### Brief
The expected answer is every line of the material that contains the word "building".

======== Study material ========

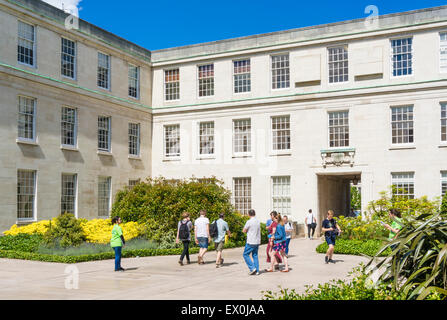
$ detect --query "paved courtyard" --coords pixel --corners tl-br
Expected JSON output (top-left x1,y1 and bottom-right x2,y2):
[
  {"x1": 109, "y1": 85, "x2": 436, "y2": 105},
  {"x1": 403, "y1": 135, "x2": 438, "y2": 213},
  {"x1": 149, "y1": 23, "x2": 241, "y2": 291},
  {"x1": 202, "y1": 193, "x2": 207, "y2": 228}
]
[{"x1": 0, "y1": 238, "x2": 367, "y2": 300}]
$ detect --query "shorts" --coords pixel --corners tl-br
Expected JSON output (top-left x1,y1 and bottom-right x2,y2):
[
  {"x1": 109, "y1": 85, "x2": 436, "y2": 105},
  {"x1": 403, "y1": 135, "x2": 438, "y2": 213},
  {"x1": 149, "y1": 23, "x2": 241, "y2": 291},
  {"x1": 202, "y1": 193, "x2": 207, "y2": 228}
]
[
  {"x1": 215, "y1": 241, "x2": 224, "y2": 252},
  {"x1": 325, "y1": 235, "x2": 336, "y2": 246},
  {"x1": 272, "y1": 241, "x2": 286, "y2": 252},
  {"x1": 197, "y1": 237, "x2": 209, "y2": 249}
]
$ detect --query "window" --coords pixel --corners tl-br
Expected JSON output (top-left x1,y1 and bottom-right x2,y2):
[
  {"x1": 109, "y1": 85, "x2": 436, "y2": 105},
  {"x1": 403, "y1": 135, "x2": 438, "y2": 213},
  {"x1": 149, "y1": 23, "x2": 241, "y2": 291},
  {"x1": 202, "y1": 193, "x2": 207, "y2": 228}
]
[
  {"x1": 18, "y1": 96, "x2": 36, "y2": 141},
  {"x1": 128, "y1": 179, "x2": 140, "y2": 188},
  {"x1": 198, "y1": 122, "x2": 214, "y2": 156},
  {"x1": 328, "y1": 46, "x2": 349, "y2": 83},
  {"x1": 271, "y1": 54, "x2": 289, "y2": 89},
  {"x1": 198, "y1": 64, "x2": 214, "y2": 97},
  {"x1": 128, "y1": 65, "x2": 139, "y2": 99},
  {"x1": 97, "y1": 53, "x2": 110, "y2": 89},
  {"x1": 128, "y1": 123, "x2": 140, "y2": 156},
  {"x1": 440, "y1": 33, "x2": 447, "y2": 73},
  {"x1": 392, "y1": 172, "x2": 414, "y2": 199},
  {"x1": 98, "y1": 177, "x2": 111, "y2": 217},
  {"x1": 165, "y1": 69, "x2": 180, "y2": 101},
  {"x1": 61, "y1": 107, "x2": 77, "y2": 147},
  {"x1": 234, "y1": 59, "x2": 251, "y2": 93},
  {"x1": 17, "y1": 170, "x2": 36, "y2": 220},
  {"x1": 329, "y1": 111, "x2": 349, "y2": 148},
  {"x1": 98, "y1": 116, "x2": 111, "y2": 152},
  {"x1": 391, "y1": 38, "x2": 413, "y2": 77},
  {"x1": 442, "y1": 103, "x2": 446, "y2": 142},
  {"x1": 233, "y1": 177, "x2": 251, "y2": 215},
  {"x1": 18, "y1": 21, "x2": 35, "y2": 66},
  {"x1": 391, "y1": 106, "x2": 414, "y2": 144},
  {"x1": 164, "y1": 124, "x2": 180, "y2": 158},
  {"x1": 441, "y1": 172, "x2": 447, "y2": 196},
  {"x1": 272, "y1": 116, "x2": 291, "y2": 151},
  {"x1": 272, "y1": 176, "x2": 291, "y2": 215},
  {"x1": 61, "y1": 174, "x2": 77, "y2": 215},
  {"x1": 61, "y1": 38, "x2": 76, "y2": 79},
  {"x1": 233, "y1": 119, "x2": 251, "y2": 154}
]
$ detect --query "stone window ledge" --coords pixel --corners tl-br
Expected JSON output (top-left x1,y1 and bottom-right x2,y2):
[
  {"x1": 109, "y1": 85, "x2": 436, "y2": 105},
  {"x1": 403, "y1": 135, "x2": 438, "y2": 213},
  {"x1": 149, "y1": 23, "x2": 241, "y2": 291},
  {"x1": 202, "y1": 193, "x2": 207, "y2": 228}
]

========
======== Study material ========

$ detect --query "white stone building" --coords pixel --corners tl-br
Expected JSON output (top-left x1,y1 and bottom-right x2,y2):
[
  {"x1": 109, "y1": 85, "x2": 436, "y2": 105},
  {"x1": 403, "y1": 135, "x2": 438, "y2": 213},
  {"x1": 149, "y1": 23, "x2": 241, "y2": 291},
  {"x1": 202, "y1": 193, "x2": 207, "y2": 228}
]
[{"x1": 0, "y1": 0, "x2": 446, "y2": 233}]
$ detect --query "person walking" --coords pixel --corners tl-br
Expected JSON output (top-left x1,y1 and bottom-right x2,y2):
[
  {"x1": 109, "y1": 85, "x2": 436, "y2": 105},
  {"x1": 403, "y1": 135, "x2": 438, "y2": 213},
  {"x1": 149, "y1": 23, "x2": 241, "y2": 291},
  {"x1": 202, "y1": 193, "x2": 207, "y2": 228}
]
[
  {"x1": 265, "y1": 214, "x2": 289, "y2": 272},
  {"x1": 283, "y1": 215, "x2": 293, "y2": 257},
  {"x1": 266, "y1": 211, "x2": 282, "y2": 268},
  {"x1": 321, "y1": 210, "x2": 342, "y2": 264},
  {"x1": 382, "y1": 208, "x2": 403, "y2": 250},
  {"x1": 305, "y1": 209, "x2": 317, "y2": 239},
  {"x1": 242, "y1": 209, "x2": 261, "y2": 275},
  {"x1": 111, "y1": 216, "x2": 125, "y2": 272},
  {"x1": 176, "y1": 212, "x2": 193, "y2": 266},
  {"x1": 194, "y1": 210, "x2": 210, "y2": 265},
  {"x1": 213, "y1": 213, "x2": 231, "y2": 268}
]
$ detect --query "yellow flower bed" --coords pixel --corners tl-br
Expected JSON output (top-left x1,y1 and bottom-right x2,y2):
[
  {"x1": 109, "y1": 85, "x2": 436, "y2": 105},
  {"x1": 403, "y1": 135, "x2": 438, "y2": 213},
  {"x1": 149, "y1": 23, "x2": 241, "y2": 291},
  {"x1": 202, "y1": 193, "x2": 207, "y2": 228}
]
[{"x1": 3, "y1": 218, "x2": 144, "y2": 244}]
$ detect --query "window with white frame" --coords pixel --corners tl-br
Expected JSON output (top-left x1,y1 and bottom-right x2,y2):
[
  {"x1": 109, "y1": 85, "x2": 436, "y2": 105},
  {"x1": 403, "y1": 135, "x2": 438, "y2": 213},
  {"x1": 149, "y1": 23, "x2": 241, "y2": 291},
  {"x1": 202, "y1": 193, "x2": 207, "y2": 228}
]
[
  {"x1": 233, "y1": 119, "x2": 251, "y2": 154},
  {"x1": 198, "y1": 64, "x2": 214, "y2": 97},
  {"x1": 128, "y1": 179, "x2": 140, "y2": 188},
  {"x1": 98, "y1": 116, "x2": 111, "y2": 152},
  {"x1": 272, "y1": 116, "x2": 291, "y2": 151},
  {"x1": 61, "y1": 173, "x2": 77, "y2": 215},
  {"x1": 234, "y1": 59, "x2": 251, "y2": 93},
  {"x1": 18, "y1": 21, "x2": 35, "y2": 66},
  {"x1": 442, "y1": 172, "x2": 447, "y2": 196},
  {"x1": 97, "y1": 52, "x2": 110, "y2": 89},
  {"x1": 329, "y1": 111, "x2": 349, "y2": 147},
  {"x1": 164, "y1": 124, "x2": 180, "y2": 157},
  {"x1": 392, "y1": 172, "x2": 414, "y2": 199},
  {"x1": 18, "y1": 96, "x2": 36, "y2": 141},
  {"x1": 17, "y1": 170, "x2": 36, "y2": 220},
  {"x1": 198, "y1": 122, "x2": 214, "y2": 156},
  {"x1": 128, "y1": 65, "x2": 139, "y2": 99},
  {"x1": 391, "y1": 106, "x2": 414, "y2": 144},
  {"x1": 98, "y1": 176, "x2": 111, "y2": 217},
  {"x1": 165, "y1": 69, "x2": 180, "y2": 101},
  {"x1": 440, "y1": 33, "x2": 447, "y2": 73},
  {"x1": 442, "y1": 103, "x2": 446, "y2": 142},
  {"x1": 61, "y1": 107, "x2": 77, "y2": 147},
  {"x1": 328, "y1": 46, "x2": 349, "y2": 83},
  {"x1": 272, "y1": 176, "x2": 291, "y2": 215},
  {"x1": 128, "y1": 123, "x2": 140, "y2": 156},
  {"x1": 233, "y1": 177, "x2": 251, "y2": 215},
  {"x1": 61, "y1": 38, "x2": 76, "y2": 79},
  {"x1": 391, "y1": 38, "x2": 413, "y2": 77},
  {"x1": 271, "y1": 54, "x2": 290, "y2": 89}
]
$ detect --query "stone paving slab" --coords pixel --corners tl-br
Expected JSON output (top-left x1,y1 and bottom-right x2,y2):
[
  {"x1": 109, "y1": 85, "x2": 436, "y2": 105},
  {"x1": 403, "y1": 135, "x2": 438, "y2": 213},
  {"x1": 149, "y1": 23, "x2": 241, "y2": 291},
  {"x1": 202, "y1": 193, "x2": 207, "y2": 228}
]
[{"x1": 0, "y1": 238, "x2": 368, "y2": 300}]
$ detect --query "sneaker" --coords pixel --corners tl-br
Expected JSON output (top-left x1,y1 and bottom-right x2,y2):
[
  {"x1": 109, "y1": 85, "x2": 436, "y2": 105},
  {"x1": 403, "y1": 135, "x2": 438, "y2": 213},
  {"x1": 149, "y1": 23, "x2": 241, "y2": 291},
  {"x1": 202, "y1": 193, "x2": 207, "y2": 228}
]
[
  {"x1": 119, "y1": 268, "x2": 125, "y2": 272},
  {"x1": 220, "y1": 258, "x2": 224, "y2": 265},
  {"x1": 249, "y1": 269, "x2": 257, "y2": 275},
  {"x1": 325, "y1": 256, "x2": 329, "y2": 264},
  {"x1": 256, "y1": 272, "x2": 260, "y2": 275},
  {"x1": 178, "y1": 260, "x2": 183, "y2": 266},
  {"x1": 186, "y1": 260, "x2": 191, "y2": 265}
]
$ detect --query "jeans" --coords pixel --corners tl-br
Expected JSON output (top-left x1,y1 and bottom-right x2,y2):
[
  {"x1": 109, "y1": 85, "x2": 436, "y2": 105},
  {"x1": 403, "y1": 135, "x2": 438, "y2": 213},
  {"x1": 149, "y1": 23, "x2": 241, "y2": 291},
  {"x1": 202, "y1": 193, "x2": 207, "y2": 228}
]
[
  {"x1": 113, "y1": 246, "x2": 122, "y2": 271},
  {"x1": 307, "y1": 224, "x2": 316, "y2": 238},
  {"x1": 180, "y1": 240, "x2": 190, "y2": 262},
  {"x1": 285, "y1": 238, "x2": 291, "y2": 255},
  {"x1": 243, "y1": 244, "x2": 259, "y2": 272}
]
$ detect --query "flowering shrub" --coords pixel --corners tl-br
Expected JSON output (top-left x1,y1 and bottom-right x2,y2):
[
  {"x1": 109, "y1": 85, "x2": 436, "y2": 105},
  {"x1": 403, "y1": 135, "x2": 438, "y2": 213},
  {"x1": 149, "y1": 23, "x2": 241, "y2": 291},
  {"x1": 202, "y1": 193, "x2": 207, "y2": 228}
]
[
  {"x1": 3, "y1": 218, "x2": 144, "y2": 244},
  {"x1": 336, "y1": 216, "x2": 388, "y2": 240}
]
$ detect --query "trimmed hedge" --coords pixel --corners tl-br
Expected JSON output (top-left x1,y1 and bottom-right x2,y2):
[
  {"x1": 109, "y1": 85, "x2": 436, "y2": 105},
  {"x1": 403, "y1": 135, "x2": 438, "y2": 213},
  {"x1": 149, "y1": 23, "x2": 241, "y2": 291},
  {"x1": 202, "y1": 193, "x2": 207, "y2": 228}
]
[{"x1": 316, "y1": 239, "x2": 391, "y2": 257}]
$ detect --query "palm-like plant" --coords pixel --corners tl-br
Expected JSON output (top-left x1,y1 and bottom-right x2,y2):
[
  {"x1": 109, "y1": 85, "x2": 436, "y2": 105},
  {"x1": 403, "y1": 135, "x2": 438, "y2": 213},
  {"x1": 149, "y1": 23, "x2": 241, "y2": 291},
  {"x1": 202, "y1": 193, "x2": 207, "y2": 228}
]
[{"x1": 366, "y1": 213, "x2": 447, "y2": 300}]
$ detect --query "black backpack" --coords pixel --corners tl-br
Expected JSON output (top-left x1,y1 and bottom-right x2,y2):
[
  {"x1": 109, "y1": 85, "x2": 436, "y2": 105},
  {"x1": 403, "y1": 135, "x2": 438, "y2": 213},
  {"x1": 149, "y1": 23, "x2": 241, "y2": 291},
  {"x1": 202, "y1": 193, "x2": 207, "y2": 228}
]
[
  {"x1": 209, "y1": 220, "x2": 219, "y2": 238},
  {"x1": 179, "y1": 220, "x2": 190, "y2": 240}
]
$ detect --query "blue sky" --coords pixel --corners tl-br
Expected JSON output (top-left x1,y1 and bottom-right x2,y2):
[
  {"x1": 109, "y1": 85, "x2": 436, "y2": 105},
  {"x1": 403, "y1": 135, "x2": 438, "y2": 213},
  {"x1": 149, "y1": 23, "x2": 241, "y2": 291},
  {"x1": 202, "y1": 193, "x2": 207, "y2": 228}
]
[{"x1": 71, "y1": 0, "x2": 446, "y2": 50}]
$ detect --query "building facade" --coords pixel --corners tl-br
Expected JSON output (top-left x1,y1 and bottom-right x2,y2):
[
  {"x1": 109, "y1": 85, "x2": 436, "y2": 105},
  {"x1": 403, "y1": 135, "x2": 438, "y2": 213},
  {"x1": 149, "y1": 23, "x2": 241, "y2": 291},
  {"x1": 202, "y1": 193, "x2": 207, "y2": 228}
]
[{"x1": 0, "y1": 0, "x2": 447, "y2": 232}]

========

### Written response
$ detect --query "white stone building" --coords pixel --corners tl-br
$ detect --query "building facade" --coords pixel --corners tl-br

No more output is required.